> [AIM OF THE TASK]: Reproduce the food truck passage word for word, starting at "The popularity of" and ending after "year pretty quickly.".

Food trucks have come a long way from their early days of selling plastic-wrapped sandwiches and bland coffee to factory workers looking for something cheap and quick. Today these mobile eateries feature unique offerings of every type — from freshly caught seafood and gourmet burgers to gluten-free and vegan sandwiches, sides and desserts. And their popularity is growing. According to Technomic, a research firm specializing in the food-service industry, sales for the food truck segment — comprised predominately by independent operators — are growing about 15 percent annually, compared with around 5 percent a year for the casual dining segment.
The popularity of food trucks got a big boost after the recession when folks, laid off from corporate jobs, decided to take a risk running their own business, explains Brett Lindenberg, founder of the Food Truck Empire, a site dedicated to the food truck industry. These mobile restaurants are more affordable than a brick-and-mortar location (a new truck can cost anywhere from $150,000 to $200,000, according to Technomic, versus nearly $1 million to open a stand-alone restaurant). And because food trucks run on volume, they can reach $400,000 or more in sales a year pretty quickly.

> [LISTING]:

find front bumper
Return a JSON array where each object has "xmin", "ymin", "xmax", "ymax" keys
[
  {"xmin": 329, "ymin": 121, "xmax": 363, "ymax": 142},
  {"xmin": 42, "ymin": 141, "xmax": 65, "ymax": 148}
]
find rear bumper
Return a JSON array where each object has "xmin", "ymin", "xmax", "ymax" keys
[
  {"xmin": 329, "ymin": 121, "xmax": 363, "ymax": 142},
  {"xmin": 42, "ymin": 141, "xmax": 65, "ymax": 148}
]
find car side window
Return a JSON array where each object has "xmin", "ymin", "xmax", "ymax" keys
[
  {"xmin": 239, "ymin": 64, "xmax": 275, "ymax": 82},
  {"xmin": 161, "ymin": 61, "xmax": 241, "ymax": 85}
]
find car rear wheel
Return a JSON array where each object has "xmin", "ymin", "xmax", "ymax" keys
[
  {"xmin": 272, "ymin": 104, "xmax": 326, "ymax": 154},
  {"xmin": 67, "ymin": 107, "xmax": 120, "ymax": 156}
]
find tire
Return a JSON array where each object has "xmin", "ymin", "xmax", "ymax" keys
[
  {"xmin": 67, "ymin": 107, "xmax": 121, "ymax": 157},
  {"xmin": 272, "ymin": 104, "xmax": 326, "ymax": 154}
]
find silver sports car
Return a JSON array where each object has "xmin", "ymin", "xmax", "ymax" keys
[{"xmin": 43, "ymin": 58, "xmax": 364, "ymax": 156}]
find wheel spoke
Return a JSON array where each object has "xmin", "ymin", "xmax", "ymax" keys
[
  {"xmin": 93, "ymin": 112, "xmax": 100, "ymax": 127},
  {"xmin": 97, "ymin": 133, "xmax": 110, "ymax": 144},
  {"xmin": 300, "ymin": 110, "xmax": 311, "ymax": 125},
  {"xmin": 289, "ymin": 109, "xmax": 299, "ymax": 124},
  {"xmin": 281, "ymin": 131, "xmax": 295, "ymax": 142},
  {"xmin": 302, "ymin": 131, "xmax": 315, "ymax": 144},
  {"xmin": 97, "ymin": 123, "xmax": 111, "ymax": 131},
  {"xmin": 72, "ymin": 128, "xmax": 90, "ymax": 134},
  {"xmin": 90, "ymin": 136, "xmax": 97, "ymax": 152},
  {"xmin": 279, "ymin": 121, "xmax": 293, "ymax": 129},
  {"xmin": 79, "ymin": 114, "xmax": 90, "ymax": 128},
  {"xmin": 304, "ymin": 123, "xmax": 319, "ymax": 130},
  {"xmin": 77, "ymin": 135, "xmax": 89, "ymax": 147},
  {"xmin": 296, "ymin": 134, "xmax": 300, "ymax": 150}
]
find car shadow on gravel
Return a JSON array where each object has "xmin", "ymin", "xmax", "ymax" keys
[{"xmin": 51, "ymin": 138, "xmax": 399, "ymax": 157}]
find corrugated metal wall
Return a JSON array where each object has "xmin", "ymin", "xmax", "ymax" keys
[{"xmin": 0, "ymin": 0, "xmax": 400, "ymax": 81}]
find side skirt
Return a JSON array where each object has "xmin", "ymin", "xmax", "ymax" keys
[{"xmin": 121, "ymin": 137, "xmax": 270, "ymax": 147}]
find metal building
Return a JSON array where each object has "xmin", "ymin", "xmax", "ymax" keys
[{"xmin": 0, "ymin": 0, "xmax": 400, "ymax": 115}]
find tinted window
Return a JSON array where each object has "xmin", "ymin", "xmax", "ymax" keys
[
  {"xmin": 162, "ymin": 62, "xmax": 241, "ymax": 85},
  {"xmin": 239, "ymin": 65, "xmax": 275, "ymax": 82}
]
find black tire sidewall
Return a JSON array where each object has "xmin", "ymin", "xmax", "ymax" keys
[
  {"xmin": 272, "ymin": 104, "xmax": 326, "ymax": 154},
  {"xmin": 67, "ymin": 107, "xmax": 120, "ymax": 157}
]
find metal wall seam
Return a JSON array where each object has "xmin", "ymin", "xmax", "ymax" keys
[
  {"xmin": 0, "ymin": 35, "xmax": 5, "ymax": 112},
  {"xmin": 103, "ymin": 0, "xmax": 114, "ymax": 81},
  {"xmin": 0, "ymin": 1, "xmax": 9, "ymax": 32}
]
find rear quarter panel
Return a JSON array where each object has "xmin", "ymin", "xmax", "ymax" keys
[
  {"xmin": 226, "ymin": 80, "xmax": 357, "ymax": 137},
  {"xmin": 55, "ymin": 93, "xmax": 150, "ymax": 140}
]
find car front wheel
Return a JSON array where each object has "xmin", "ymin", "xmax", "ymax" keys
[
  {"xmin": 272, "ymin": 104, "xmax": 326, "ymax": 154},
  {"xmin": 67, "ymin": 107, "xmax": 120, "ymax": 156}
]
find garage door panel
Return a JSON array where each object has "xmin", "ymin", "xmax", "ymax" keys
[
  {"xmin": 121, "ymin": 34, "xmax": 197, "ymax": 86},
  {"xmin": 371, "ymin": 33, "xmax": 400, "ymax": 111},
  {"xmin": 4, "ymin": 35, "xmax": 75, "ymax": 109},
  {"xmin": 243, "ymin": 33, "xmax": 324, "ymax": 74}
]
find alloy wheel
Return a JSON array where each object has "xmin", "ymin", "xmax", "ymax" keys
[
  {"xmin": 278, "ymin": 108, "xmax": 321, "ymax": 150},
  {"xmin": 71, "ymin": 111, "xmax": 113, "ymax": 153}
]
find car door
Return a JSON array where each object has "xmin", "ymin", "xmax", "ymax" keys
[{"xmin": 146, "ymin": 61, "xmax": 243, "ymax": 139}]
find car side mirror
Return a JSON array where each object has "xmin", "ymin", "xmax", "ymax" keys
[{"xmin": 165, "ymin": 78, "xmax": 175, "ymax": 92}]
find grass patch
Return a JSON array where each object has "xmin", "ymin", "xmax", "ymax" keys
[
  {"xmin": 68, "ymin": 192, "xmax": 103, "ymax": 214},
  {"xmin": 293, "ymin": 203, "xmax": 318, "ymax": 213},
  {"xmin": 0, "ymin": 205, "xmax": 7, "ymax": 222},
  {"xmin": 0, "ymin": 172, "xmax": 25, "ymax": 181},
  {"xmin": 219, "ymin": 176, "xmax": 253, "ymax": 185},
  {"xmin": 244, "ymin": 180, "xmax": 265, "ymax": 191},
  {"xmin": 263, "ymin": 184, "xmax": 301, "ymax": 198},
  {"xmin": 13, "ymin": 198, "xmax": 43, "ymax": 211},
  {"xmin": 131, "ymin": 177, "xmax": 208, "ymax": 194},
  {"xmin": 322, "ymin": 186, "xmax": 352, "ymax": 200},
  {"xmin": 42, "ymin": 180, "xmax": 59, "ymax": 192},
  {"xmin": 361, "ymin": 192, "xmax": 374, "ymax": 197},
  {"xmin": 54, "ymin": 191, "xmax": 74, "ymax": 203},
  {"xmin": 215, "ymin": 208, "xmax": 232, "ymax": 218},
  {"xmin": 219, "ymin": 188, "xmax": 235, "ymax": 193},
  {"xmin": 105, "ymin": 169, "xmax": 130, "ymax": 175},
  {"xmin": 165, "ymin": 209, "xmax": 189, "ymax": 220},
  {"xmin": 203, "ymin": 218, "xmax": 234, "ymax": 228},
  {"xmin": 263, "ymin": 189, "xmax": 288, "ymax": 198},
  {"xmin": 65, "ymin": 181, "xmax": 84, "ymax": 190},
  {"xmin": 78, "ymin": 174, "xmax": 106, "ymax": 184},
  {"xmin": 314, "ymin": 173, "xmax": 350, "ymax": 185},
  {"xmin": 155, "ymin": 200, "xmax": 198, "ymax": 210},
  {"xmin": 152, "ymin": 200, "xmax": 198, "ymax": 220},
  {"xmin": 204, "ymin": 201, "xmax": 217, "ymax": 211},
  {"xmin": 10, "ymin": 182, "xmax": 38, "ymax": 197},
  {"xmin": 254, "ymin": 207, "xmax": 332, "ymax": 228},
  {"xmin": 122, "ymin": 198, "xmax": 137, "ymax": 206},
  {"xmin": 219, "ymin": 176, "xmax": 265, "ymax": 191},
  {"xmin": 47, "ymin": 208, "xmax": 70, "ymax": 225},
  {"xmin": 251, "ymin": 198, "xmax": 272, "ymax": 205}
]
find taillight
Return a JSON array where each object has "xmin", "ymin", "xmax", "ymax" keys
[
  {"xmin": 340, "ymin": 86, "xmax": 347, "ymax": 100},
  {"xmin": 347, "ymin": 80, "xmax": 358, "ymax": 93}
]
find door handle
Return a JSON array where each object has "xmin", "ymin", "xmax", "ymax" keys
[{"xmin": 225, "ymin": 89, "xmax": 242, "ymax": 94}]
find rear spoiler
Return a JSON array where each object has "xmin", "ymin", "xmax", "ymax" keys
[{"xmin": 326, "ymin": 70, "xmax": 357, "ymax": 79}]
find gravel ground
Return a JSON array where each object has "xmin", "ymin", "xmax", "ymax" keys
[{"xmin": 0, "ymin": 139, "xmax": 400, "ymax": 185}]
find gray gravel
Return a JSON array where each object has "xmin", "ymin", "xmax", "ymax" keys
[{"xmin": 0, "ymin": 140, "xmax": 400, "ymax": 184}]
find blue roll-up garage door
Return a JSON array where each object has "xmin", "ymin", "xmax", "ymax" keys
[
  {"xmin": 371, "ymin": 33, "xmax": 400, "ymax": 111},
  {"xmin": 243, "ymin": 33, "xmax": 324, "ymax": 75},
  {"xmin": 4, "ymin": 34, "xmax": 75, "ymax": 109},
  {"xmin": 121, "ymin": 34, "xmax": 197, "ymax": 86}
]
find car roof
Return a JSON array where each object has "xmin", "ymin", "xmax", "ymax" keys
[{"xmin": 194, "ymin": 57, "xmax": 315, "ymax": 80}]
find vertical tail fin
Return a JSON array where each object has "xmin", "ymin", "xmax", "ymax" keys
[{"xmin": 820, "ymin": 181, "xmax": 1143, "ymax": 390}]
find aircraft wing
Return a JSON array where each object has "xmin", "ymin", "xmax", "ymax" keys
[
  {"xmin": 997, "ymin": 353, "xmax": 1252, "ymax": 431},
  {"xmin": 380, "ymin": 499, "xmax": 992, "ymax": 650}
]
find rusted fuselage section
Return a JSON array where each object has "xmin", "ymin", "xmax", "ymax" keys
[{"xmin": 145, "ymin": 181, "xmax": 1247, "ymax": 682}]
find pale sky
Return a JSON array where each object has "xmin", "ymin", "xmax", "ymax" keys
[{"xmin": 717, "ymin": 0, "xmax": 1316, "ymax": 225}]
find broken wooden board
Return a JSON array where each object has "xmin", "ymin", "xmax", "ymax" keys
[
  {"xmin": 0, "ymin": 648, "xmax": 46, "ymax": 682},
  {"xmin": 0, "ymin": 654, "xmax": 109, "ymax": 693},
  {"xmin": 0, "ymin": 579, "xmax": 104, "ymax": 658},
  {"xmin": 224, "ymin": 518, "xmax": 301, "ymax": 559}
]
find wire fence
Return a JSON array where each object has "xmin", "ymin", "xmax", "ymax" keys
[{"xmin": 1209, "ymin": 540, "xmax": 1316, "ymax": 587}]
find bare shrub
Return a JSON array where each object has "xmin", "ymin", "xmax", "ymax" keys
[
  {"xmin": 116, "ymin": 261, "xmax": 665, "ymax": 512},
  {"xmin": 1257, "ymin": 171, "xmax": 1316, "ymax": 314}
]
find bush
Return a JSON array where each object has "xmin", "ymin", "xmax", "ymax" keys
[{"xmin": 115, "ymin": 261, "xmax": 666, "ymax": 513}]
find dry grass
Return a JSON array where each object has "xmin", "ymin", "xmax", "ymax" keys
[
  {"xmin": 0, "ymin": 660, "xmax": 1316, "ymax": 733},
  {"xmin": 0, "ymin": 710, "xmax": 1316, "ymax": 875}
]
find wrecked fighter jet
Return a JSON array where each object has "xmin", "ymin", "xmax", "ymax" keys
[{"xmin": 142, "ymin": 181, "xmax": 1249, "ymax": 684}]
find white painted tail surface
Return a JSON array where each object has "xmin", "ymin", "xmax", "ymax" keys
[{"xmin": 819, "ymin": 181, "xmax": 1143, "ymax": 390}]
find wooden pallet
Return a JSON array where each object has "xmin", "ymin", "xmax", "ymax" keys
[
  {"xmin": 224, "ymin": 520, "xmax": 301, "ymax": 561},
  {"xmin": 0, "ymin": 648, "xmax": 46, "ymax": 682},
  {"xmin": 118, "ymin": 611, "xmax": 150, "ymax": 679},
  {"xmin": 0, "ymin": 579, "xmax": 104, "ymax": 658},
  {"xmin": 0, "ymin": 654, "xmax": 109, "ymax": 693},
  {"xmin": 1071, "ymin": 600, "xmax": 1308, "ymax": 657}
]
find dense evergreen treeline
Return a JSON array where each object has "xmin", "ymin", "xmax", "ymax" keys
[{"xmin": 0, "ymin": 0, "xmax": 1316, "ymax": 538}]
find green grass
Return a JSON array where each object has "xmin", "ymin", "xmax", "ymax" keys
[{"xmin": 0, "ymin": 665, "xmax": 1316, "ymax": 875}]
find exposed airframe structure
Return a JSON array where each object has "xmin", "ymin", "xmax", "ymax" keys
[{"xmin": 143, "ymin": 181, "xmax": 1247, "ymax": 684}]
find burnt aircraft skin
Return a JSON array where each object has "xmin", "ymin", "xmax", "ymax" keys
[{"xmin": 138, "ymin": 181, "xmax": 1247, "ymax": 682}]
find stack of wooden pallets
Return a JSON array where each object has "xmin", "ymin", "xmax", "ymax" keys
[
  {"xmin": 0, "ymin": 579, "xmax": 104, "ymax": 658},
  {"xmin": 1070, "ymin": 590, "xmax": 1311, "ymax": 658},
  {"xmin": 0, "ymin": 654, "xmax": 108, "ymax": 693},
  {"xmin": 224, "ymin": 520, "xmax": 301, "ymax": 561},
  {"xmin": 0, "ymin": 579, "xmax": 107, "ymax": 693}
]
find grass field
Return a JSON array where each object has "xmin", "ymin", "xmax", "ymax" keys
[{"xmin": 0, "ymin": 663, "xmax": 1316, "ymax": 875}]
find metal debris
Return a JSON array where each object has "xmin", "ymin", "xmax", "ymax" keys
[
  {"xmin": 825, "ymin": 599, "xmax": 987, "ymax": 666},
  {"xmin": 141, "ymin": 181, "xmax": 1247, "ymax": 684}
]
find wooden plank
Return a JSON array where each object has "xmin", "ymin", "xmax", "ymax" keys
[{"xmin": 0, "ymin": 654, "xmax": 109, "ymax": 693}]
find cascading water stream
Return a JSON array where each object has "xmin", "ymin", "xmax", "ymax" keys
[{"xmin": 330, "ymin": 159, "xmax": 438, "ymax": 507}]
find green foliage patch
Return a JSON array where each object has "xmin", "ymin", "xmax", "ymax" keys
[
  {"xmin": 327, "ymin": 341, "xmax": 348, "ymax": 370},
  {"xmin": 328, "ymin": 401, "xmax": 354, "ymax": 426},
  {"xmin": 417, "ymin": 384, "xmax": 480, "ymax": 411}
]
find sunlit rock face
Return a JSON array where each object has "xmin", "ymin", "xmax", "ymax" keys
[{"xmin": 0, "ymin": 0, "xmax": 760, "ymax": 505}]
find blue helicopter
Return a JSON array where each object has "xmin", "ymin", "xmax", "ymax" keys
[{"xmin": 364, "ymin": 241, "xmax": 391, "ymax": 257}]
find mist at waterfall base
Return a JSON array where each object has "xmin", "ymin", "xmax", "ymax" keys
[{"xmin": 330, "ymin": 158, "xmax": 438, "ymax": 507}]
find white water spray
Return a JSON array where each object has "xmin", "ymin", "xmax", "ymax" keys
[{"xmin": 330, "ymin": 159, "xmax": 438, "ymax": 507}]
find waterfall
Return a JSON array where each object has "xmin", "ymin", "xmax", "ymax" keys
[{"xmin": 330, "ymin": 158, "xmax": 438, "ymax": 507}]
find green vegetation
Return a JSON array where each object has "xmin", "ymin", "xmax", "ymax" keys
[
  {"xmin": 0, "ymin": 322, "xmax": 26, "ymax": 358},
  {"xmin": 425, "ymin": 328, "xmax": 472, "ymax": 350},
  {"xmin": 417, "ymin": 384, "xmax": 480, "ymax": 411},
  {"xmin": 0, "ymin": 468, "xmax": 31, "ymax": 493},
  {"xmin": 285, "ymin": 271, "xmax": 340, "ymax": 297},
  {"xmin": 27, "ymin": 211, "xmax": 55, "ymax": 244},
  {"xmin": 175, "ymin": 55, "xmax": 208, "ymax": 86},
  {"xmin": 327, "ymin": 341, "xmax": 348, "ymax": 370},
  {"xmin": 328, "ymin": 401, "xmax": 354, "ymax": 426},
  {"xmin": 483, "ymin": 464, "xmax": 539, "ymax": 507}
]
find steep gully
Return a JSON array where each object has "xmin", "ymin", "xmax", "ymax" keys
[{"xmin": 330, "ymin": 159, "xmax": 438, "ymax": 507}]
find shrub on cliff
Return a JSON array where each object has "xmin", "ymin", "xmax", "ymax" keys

> [TASK ANSWER]:
The popularity of food trucks got a big boost after the recession when folks, laid off from corporate jobs, decided to take a risk running their own business, explains Brett Lindenberg, founder of the Food Truck Empire, a site dedicated to the food truck industry. These mobile restaurants are more affordable than a brick-and-mortar location (a new truck can cost anywhere from $150,000 to $200,000, according to Technomic, versus nearly $1 million to open a stand-alone restaurant). And because food trucks run on volume, they can reach $400,000 or more in sales a year pretty quickly.